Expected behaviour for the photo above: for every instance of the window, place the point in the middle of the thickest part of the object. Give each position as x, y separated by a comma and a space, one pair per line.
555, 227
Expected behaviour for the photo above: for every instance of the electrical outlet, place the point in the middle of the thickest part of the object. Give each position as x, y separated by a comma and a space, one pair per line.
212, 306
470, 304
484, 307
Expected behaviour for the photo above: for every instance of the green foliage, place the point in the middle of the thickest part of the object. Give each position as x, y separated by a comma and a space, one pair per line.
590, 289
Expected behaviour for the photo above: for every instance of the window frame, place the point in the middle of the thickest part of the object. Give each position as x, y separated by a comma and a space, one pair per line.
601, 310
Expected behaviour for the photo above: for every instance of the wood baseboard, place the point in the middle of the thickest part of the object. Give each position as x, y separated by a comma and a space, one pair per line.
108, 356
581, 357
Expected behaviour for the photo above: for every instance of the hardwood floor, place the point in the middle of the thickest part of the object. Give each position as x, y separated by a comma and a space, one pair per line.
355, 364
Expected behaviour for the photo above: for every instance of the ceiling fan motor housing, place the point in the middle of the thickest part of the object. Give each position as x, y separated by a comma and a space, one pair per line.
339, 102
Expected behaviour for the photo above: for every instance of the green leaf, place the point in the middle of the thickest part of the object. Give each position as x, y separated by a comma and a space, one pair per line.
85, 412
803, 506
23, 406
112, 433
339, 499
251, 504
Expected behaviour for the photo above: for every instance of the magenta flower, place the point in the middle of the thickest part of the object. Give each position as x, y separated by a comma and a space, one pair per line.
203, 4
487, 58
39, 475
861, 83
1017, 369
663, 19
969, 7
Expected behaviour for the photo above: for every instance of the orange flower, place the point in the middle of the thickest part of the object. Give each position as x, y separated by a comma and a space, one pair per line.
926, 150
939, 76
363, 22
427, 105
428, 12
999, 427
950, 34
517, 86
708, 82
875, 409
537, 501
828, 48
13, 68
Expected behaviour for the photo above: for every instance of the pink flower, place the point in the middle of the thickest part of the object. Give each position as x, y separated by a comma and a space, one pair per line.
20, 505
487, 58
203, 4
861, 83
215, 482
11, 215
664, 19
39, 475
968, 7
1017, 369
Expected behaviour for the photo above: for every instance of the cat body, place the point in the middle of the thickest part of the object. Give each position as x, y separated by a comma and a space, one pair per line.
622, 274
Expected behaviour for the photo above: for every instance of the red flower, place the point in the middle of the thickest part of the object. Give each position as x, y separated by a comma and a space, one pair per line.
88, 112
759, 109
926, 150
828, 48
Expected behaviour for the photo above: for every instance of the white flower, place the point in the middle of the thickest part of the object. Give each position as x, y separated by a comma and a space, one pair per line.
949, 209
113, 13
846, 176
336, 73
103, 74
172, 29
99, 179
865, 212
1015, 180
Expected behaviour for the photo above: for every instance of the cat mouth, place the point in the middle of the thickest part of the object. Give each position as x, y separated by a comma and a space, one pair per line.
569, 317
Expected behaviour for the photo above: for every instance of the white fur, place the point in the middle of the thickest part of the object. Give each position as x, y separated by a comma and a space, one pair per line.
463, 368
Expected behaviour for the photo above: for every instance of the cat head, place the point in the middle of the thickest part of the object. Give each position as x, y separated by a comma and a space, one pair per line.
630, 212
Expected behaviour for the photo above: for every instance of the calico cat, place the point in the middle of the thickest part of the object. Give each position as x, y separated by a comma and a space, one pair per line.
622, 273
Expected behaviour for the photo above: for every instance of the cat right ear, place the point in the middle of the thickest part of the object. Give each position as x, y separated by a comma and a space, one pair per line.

- SHORT PROBLEM: Rewrite the items from the line with "cat head, place" through the end of the items, replacing "thickest part" with "widest part" and leaving everything else unchanged.

- SOLUTION TO THIS EXERCISE:
Expected behaviour for the photo above: for every instance of the cat head, place the point in the middle of the widest part of the object. Give each position as x, y separated by a comma and a space, one pair per line.
630, 212
Expected behaviour for the photo above: for every instance of the calico cat, place the point in the middle of the widest part of the object. Give each position as x, y separated by a comma and a space, one pair per line.
622, 273
Expected behaviour for the photo above: for every instance of the cat right ear, place the point in the middle of the widest part of the object. Give each position as x, y separated by a comma and a space, one pair per line.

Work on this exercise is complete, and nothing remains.